● **What you will do**
Copy the entries exactly. Leave out any pictures.

===== Records shown =====

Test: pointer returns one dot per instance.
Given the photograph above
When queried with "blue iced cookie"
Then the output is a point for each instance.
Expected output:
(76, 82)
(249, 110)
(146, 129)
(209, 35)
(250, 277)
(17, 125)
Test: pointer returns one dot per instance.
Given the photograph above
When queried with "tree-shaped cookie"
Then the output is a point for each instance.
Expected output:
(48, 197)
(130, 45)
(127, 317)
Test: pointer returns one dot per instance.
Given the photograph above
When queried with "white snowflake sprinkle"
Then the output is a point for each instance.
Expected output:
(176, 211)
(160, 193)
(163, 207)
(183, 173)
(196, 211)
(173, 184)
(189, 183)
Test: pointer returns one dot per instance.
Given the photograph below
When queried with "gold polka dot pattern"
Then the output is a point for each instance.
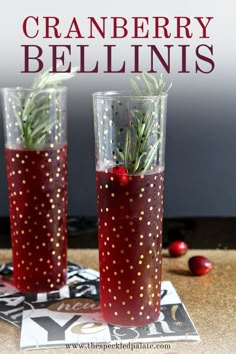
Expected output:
(130, 241)
(37, 187)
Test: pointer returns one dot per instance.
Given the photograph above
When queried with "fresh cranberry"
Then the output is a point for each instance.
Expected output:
(121, 174)
(177, 248)
(199, 265)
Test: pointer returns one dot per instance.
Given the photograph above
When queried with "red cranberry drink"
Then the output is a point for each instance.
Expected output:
(130, 211)
(37, 184)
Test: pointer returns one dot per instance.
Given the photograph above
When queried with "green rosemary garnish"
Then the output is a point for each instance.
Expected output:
(32, 109)
(143, 135)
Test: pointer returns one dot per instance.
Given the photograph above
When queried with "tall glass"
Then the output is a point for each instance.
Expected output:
(36, 161)
(130, 145)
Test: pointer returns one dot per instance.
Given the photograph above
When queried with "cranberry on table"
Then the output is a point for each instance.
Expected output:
(177, 248)
(200, 265)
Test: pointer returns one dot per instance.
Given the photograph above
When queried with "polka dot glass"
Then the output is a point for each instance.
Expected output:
(130, 213)
(37, 188)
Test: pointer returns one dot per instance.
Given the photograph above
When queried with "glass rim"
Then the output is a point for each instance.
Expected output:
(25, 89)
(111, 94)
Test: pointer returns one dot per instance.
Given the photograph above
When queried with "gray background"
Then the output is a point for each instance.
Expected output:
(201, 125)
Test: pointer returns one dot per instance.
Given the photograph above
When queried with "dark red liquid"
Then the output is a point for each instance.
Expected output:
(130, 244)
(37, 186)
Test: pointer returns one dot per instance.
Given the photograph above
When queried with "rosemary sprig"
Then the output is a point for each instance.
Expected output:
(143, 135)
(31, 110)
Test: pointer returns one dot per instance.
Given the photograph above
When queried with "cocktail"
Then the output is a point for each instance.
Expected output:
(36, 159)
(130, 143)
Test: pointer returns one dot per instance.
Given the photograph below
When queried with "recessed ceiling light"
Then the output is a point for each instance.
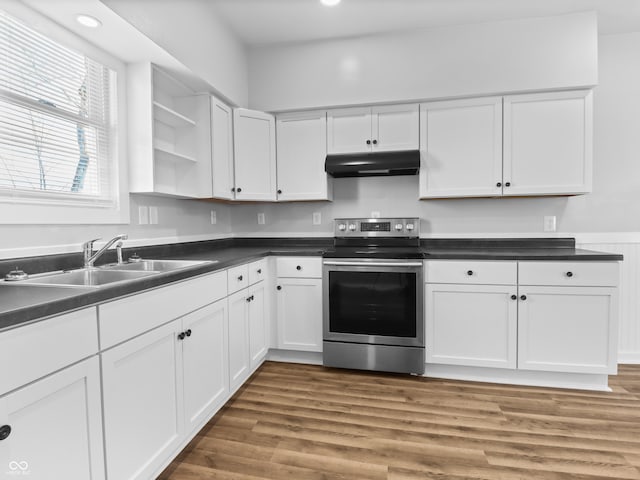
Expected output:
(88, 21)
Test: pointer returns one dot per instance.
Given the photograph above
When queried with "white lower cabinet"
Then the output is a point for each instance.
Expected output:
(568, 329)
(55, 427)
(160, 386)
(299, 307)
(472, 325)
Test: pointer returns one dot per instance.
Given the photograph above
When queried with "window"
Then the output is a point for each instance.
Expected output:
(56, 121)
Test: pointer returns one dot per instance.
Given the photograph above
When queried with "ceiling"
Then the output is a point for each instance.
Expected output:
(262, 22)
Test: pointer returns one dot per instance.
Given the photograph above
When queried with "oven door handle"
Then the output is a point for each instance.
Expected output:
(373, 264)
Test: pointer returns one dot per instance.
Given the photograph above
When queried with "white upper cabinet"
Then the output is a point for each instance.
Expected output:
(534, 144)
(222, 149)
(255, 155)
(461, 148)
(302, 148)
(548, 141)
(373, 129)
(169, 135)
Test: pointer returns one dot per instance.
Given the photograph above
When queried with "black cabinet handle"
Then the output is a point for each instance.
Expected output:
(5, 431)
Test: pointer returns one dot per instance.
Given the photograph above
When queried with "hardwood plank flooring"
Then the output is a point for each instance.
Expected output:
(293, 421)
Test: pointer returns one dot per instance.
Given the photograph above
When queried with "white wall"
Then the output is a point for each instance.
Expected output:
(479, 59)
(614, 205)
(179, 220)
(191, 31)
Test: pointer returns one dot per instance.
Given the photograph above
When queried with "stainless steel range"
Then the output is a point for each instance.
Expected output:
(373, 296)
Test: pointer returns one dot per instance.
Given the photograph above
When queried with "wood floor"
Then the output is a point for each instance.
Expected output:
(305, 422)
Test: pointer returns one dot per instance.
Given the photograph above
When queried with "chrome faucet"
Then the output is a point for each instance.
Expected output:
(87, 249)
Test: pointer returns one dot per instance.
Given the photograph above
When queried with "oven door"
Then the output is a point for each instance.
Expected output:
(373, 302)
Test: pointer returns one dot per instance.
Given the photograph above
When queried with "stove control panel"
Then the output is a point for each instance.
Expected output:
(377, 227)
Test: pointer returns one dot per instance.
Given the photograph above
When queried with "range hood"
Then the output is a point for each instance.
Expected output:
(373, 164)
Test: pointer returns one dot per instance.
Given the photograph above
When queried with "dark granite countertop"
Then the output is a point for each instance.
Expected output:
(20, 304)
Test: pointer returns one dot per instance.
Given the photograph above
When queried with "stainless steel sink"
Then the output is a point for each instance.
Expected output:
(86, 277)
(156, 265)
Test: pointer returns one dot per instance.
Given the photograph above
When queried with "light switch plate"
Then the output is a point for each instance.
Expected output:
(143, 215)
(550, 223)
(153, 215)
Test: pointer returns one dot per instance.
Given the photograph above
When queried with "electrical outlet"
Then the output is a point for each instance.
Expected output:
(143, 215)
(550, 223)
(153, 215)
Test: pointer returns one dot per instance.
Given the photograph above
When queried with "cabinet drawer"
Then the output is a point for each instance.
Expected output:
(257, 271)
(131, 316)
(300, 267)
(591, 274)
(471, 272)
(238, 278)
(33, 351)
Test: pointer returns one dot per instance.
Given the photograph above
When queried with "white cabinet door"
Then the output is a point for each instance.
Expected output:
(349, 130)
(222, 149)
(568, 329)
(255, 155)
(258, 331)
(56, 427)
(461, 148)
(395, 127)
(239, 361)
(548, 141)
(302, 149)
(142, 394)
(299, 307)
(205, 361)
(472, 325)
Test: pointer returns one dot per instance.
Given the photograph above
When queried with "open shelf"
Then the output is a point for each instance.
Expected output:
(170, 117)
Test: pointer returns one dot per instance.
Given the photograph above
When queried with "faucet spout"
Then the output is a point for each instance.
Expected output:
(87, 248)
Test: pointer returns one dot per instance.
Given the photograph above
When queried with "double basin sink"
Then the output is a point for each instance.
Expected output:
(96, 277)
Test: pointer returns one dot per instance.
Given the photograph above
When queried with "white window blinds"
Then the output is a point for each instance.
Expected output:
(55, 119)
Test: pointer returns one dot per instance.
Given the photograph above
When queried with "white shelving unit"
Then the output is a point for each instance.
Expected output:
(170, 148)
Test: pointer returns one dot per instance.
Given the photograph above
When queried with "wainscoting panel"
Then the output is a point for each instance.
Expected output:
(629, 246)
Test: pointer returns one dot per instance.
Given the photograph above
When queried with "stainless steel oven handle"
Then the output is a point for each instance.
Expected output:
(373, 264)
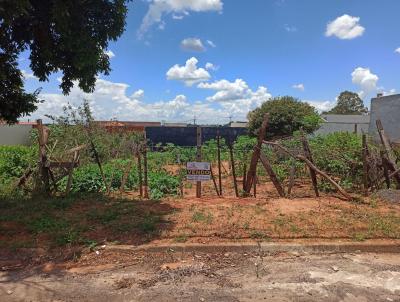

=====

● **Answer space**
Test: pointer returns one dot per instance.
Given the photograph above
When queried with "blue iced cookie"
Then the output is a point for each instance.
Expected output:
(76, 82)
(249, 110)
(146, 129)
(209, 35)
(250, 277)
(17, 125)
Test: pointer returns one dot per instance.
Given the photograph above
When queried with "tree-shaped cookie"
Then the output is a point for each instance.
Expected output:
(48, 197)
(130, 45)
(127, 317)
Test: pointer returns one dot per instance.
Given the photograph above
When queried with "white snowflake sprinkle"
Then the output is a point for each instance.
Expected output:
(176, 211)
(160, 193)
(163, 207)
(183, 173)
(196, 211)
(173, 184)
(189, 183)
Test: pointer returns one dot per instance.
Given the photograph below
When queried with "gold polka dot pattern"
Then the output is a point for each instance.
Expected output:
(130, 241)
(37, 187)
Test: pointer returns one dot per instance.
Given the photograph above
When queried with "fresh cranberry"
Then the output is a point for each instance.
Expected output:
(121, 174)
(177, 248)
(199, 265)
Test: pointer returns one dot per instance.
Given the photograph above
When queried with "red cranberry drink"
Then the output is a point for each instance.
Expected output:
(130, 211)
(37, 184)
Test: pointer returns one dot per instance.
Given the photograph above
When queried with "green rosemary garnish"
Then the output is a point for each instance.
Expected output:
(32, 109)
(143, 135)
Test: pointer returns one dot per instance.
Given the photograph above
When queried with "tall glass"
Then the output is a point for each instance.
Expected output:
(36, 161)
(130, 145)
Test: pointer returns one dot per instance.
Given the photograph above
When queried with "cranberry on table"
Then the output is a point for each instance.
Expected output:
(177, 248)
(200, 265)
Test: pointer returns one dot per instance.
Given the photograph above
When queried with "polka dot glass"
Then the output is a point for each instance.
Expected output:
(130, 213)
(37, 188)
Test: pointer returns one dot per instance.
Given the photograph above
When queried with "glass rim"
Then the output is a point for each instance.
Expected output:
(25, 89)
(111, 94)
Test: pointer returns one dot per instance.
Given the photograph above
When queried with "gray background"
Then the output is a point for each instance.
Expected output:
(201, 125)
Test: pointer returns one dot per instance.
Given the photograph above
When queried with "dark red liquid"
Then the output is a point for each instance.
Expected output:
(130, 244)
(37, 186)
Test: pointer returns one dot per instance.
Given the photograph above
When queried with "rosemary sprig"
Then the output is a point for each instance.
Expected output:
(143, 135)
(31, 110)
Test: pointer returns one dot per instance.
Given the photograph above
When queried with "cocktail"
Then the output is a point for each instance.
Expected output:
(36, 159)
(130, 143)
Test: pointer returns one dot per instance.
Given the photograph below
When queried with "recessed ceiling light"
Then the output is a point for each instance.
Expected output:
(88, 21)
Test: pointer returns one dot per instance.
Given the photograph above
When queried with "white lower cabinet"
Then the output is a point for each instance.
Expected output:
(568, 329)
(55, 427)
(160, 386)
(299, 307)
(472, 325)
Test: pointer returns one dot per instance.
Given the photograph above
When queried with "window"
Then the output is a point for each instance.
Expected output:
(56, 121)
Test: pointer returns one dot per instance.
Given the photograph above
When queried with "ceiling"
Then the output is a point for each instance.
Expected output:
(262, 22)
Test: pointer returns one dot per instance.
Given the photograph above
When queried with "oven door handle"
Then the output is a point for each instance.
Expected output:
(373, 264)
Test: pointer returns one dot per instance.
Given the photograph above
When queried with "white upper cabinet"
Then the output is a point for each instance.
Expected output:
(534, 144)
(222, 149)
(255, 155)
(461, 148)
(302, 148)
(548, 141)
(373, 129)
(169, 135)
Test: pointer returns one dot per instance.
Given the photograph above
When queried with "black cabinet handle"
Then the output is a point for each instance.
Expected output:
(5, 431)
Test: pointer returns one dot per instance.
Given the photograph above
When queried with "hardwood plank flooring"
Then the output is a point for each instance.
Expected output:
(293, 421)
Test: pointer returns one dot per instance.
Given the photograph above
When queried with "white wall"
Then the output is a point for each instance.
Expected output:
(479, 59)
(614, 205)
(179, 220)
(191, 31)
Test: pointer returns one dot per instance.
Given the photograph above
When queried with "stainless steel range"
Then the output is a point for each instance.
Expected output:
(373, 296)
Test: pointer returns one dot per instance.
Given the photograph above
When queried with "wood floor"
Then the output is a point for each instance.
Expected output:
(305, 422)
Test: pointer returns one dot per instance.
Given the photograph above
When queried with "chrome faucet"
Then the output is a point for each instance.
Expected output:
(87, 249)
Test: pointer returns one dot per instance.
Given the photograph above
When queried with "oven door"
Then the output is a point for each instance.
Expected output:
(373, 302)
Test: pointer returns one dot per instance.
Given the photograph above
When queried with "stove control panel"
Then the output is a point for each instance.
Expected output:
(377, 227)
Test: pointer returns one dot per instance.
Given the photograph above
When queried with "range hood"
Then the output is a point for each instance.
Expected output:
(373, 164)
Test: pointer returns one dot per instance.
Given the photograph above
When queried with "dark granite countertop"
Then the output is a point for each instance.
Expected output:
(20, 304)
Test: pointer returns one dot per instance.
Given the photograph above
When queried with "stainless steel sink"
Then the output is a point for each instance.
Expected output:
(86, 277)
(156, 265)
Test: pointer returns one dot per instance.
Given the photograph above
When queried with "light switch plate"
Then the output is a point for each instance.
Expected output:
(143, 215)
(550, 223)
(153, 215)
Test: pointer returns one dot per instance.
Given the photograph above
When queried with "electrical outlet"
Then the output is a point for each instance.
Expected output:
(143, 215)
(550, 223)
(153, 215)
Test: pointer returns one dot per instance.
Given the photograph above
When queried with "cabinet drawer"
Then the output is a point for each instance.
Expected output:
(257, 271)
(131, 316)
(300, 267)
(591, 274)
(471, 272)
(238, 278)
(33, 351)
Test: pointer returns one dot per instance.
Given the photograph above
When queried with "white cabinet door"
Then the output is a point for each instance.
Expected output:
(349, 130)
(222, 149)
(568, 329)
(255, 155)
(258, 331)
(56, 427)
(461, 148)
(395, 127)
(239, 361)
(548, 141)
(302, 149)
(142, 394)
(299, 307)
(205, 361)
(472, 325)
Test: pointer returns one dot per instance.
Given the photograph above
When queried with "open shelf"
Then the output is a point for each instance.
Expected output:
(170, 117)
Test: pointer returns one dot per instance.
Given the photograph above
When queried with "faucet spout"
Then the output is a point for each instance.
Expected output:
(87, 248)
Test: pointer returns one dot per instance.
Given the photograph above
When queried with "double basin sink"
Then the output is a point for each instance.
Expected output:
(96, 277)
Test: pointer returns one dot per instance.
Given the photograph above
When queried with "white window blinds"
Then the output is a point for each instance.
Expected output:
(55, 119)
Test: pointer returns one dot per instance.
Given the photograph above
When queried with "white shelving unit"
Then the output is a point for each instance.
Expected output:
(170, 148)
Test: pointer returns one dot per instance.
Given the photograph above
When queried with "wainscoting panel"
Then the output is a point for each instance.
Expected output:
(629, 246)
Test: pointer returns one dot per instance.
Given the photograph above
When queried with "stainless steel oven handle"
Then the output is a point for each instance.
Expected output:
(373, 264)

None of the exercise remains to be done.